[Goal of the exercise] Convert the items, starting at the first one and ending at the line that contains "25 159 L 41", into a two-column CSV with columns named command and output, one row per item. Put each item's text and its answer in one quoted field each, with line breaks replaced by spaces.

[Source data]
::::
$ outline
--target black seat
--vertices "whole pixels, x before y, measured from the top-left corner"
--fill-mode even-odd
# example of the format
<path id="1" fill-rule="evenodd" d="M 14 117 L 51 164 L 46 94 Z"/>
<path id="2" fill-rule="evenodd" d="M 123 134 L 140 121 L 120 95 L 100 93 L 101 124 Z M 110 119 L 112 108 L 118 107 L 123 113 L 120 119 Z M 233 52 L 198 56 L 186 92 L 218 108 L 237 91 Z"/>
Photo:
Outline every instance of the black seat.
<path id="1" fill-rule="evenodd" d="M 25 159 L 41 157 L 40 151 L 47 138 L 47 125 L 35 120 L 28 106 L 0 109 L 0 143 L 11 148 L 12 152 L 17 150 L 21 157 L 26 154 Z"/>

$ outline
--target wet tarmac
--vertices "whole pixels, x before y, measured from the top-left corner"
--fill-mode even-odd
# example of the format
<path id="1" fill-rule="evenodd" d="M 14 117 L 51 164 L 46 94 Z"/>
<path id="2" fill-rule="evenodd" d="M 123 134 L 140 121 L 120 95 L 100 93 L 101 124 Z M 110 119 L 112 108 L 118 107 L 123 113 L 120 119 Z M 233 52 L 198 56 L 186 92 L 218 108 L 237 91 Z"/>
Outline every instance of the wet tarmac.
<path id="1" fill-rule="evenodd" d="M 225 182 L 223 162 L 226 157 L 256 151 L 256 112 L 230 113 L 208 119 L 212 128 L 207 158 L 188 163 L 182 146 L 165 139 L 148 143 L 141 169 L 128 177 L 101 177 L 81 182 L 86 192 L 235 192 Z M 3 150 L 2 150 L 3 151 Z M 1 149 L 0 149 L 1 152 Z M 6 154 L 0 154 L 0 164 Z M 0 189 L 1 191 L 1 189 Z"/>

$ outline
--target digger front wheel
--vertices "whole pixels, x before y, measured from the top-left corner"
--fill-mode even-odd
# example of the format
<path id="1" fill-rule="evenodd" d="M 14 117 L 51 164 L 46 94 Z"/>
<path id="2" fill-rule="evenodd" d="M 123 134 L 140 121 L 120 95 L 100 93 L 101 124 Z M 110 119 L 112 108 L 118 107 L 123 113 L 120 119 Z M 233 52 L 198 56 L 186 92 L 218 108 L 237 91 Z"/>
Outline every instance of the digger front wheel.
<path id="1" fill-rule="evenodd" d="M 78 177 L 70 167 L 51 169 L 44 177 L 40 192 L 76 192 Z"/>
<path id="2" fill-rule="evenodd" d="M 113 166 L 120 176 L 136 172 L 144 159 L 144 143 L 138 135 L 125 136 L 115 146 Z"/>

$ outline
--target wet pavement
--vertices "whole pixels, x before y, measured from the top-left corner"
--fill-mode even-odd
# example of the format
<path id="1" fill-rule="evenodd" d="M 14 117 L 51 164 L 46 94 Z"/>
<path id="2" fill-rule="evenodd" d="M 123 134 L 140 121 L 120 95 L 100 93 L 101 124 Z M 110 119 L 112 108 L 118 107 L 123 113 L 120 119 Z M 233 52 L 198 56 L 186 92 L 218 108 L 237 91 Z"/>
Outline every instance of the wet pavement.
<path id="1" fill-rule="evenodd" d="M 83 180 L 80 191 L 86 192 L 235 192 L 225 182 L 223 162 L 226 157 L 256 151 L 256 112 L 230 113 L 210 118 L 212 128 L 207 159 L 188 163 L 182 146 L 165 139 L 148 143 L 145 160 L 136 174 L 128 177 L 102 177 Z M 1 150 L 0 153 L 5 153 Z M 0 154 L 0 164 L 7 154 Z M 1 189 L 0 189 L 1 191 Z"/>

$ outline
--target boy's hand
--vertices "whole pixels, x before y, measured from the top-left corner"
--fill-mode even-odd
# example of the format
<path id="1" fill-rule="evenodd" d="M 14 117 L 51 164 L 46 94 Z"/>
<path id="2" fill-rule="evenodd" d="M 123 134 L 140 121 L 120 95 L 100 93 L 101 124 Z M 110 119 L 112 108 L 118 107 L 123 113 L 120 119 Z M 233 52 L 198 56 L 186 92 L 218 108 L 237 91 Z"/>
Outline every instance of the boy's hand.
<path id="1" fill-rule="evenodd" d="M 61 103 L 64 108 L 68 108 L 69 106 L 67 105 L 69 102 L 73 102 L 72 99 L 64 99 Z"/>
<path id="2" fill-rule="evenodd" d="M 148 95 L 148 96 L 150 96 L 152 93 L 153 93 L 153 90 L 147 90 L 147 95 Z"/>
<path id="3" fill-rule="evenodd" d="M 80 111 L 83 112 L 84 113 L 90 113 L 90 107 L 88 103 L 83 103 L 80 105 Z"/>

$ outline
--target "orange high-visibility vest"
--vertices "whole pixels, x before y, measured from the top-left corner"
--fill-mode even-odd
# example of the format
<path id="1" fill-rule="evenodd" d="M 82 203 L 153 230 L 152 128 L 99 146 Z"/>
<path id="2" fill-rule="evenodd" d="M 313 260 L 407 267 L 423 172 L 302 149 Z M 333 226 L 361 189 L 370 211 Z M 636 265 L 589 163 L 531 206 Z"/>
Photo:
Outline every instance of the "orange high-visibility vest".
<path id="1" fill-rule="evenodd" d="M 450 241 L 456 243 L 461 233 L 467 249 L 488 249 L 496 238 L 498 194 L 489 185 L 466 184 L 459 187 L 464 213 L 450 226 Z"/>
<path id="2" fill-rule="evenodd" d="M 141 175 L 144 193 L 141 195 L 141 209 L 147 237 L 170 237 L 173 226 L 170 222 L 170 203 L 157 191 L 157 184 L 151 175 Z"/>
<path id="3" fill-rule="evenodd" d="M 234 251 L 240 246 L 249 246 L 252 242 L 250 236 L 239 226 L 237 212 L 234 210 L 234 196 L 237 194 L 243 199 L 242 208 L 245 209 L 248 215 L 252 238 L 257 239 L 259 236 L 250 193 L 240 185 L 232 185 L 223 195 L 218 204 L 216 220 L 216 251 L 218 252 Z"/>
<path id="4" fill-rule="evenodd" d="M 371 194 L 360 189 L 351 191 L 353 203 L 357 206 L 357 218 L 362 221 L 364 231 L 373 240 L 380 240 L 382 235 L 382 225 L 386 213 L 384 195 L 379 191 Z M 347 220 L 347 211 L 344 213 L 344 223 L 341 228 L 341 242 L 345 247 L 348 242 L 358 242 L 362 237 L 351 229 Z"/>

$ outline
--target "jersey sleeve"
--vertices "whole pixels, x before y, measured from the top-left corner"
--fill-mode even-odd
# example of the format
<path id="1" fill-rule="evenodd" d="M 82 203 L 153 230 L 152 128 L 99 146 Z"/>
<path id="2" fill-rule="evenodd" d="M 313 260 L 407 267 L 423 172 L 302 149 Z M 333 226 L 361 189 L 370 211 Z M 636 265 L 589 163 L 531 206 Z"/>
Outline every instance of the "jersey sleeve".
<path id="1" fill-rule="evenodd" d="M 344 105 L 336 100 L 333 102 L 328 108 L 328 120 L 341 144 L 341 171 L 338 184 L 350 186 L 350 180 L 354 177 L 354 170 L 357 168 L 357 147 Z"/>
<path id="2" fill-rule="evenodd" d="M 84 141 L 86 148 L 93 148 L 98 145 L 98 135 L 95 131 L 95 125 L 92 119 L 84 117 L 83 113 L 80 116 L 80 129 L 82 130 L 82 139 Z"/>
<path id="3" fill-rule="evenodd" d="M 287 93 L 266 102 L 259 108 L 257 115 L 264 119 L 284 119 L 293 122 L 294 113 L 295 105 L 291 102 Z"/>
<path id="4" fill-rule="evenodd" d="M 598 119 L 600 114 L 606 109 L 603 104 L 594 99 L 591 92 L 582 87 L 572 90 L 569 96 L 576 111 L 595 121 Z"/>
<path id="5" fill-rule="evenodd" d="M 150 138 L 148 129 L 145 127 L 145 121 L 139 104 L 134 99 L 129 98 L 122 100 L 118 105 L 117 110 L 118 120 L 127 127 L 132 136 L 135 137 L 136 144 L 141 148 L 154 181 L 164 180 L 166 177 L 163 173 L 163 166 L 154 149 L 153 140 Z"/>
::::
[Response]
command,output
"$ outline --target black seat --vertices ""whole pixels, x before y, measured from the top-left corner"" --fill-mode even-odd # example of the format <path id=""1"" fill-rule=""evenodd"" d=""M 14 117 L 51 164 L 46 94 Z""/> <path id=""2"" fill-rule=""evenodd"" d=""M 123 134 L 140 121 L 120 95 L 100 93 L 101 124 Z M 110 119 L 112 108 L 118 107 L 123 113 L 120 119 Z M 233 52 L 198 56 L 186 92 L 218 108 L 237 91 Z""/> Photo: Outline every instance of the black seat.","<path id=""1"" fill-rule=""evenodd"" d=""M 25 159 L 41 157 L 40 151 L 47 138 L 47 125 L 35 120 L 28 106 L 0 109 L 0 143 L 11 148 L 12 152 L 17 150 L 21 157 L 26 154 Z""/>"